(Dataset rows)
====================
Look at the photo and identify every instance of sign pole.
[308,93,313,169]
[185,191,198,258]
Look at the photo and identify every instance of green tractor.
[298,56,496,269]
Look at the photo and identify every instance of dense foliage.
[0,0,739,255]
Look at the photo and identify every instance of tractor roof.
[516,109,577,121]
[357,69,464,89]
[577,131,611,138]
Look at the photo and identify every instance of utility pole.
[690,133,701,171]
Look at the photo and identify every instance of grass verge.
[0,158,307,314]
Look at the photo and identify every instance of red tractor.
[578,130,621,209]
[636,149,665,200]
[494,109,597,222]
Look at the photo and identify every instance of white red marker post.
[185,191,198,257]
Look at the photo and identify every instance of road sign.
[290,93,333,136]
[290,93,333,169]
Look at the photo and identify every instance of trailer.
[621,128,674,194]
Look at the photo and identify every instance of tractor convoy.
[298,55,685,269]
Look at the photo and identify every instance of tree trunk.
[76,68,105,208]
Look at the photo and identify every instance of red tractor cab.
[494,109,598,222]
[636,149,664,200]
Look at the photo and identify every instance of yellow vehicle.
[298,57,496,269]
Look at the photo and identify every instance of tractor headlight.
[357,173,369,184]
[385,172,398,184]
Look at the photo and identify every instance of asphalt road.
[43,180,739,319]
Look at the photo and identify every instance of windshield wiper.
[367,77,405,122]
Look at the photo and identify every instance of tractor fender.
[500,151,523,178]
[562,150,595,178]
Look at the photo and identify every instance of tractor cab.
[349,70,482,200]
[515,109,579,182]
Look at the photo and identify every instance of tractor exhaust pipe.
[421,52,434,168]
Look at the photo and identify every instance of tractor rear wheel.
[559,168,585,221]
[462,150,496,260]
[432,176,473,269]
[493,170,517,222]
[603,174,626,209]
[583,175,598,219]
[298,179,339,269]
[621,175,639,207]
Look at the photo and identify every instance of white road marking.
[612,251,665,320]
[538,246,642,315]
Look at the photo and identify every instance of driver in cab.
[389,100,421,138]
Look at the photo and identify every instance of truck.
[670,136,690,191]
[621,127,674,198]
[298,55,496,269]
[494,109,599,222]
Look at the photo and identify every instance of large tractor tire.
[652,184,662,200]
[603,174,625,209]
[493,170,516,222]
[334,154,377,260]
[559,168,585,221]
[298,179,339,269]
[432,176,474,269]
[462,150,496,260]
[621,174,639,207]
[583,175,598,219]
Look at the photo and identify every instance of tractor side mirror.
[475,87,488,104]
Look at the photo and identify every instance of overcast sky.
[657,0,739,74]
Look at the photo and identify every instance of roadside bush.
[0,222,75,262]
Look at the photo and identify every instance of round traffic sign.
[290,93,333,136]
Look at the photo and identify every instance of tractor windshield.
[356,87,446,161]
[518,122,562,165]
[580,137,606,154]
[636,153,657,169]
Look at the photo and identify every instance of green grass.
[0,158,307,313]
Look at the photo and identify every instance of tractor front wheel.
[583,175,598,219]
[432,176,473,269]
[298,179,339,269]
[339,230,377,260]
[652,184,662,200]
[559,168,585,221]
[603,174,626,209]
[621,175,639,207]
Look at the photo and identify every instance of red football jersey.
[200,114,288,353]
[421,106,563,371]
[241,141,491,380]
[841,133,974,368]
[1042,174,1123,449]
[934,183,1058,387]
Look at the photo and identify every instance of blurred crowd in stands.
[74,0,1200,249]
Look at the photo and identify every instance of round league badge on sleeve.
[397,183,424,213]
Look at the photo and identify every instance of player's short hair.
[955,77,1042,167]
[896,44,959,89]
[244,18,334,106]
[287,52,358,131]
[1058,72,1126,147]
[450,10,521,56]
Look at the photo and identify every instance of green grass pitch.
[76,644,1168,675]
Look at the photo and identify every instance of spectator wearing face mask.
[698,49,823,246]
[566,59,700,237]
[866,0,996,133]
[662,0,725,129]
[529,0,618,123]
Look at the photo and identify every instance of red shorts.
====================
Reproduce every line of the records above without any changes.

Solution:
Look at the photo and identify every instance of sign pole.
[308,93,313,169]
[185,191,198,258]
Look at the photo and identify every instance of green tractor.
[298,56,496,269]
Look at the photo and identify every instance of dense foliage.
[0,0,739,255]
Look at the photo and identify every instance of tractor roof.
[516,109,577,121]
[357,69,464,89]
[577,131,611,138]
Look at the photo and identify every instance of utility pole.
[690,133,701,171]
Look at the photo and identify every instance of grass verge.
[0,158,307,314]
Look at the photo and identify every instance of red tractor.
[578,130,621,209]
[636,149,665,200]
[494,109,597,222]
Look at the photo and identify every instance of white red marker post.
[185,191,198,257]
Look at the photo and identify every instance of road sign.
[290,93,333,136]
[290,93,333,169]
Look at the photo and identify every instance of trailer.
[621,128,674,194]
Look at the photo and identify every instance of tractor convoy.
[298,55,685,269]
Look at the photo and identify every instance of tree trunk.
[76,68,105,208]
Look at the photo and identify every instance of red tractor cab.
[494,109,598,222]
[636,149,664,200]
Look at the photo and identify every instance of yellow vehicle.
[298,57,496,269]
Look at the photo and identify every instance of tractor headlight.
[357,173,369,184]
[385,172,398,184]
Look at the photo and identify every instance of asphalt road.
[43,180,739,319]
Look at the photo and identify every instance of windshield wiper.
[367,77,405,122]
Look at the photo and identify every instance of tractor fender.
[500,151,523,178]
[562,150,595,178]
Look at the photo and identify every instance of tractor cab.
[349,70,482,200]
[515,109,579,182]
Look at the photo and identify every instance of tractor exhaust pipe.
[421,52,434,168]
Look at the photo and identify every instance of tractor rear wheel.
[559,168,585,221]
[462,150,496,260]
[432,176,473,269]
[493,170,517,222]
[603,174,626,209]
[583,175,598,219]
[298,179,339,269]
[621,175,639,207]
Look at the photo and identify every instance of white road marking.
[612,251,665,320]
[538,246,642,315]
Look at the photo and identify every instance of driver in cab.
[389,100,421,138]
Look at the photo and identify every instance of truck.
[670,136,690,191]
[621,127,674,198]
[298,55,496,269]
[494,109,599,222]
Look at the photo and identify every instance of large tractor tire.
[652,184,662,200]
[603,174,625,209]
[493,170,516,222]
[334,154,377,260]
[559,168,585,221]
[298,179,339,269]
[432,176,474,269]
[462,150,496,260]
[621,174,639,207]
[583,175,598,219]
Look at the photo and identify every instance of tractor side mirror.
[475,87,488,104]
Look at the photo and identify every instance of overcast sky.
[657,0,739,74]
Look at the photo and identify every instance of roadside bush.
[0,222,75,262]
Look at the photo and identify every instance of round traffic sign.
[290,93,333,136]
Look at the photo and identify every instance of tractor windshield.
[356,87,446,161]
[518,122,562,165]
[580,137,606,154]
[636,153,657,169]
Look at the photo and identify every instance of green grass.
[0,158,307,313]
Look at the photo and identify every instance of tractor front wheel.
[583,175,598,219]
[432,176,473,269]
[298,179,339,269]
[339,230,377,260]
[652,184,662,200]
[559,168,585,221]
[603,174,626,209]
[621,175,639,207]
Look at the photo and identify every instance of red football jersey.
[200,114,288,353]
[421,106,563,371]
[241,141,491,380]
[841,133,974,368]
[1042,174,1123,449]
[934,183,1058,387]
Look at the photo and identify every instance of blurred crowd in stands.
[74,0,1200,249]
Look at the photo and identify every instance of round league badge on sleeve.
[397,183,424,213]
Look at the photo and identify every instance of player's short hair.
[955,77,1042,167]
[896,44,959,89]
[244,18,334,106]
[287,52,358,131]
[1058,72,1126,147]
[450,10,521,56]
Look at the photo and identify every instance of green grass pitch.
[76,644,1168,675]
Look at the photo and identify every instance of spectator wearing face mask.
[698,49,823,246]
[566,59,700,237]
[866,0,996,133]
[662,0,725,129]
[529,0,618,123]
Look at the photo and identify every instance of red shorts.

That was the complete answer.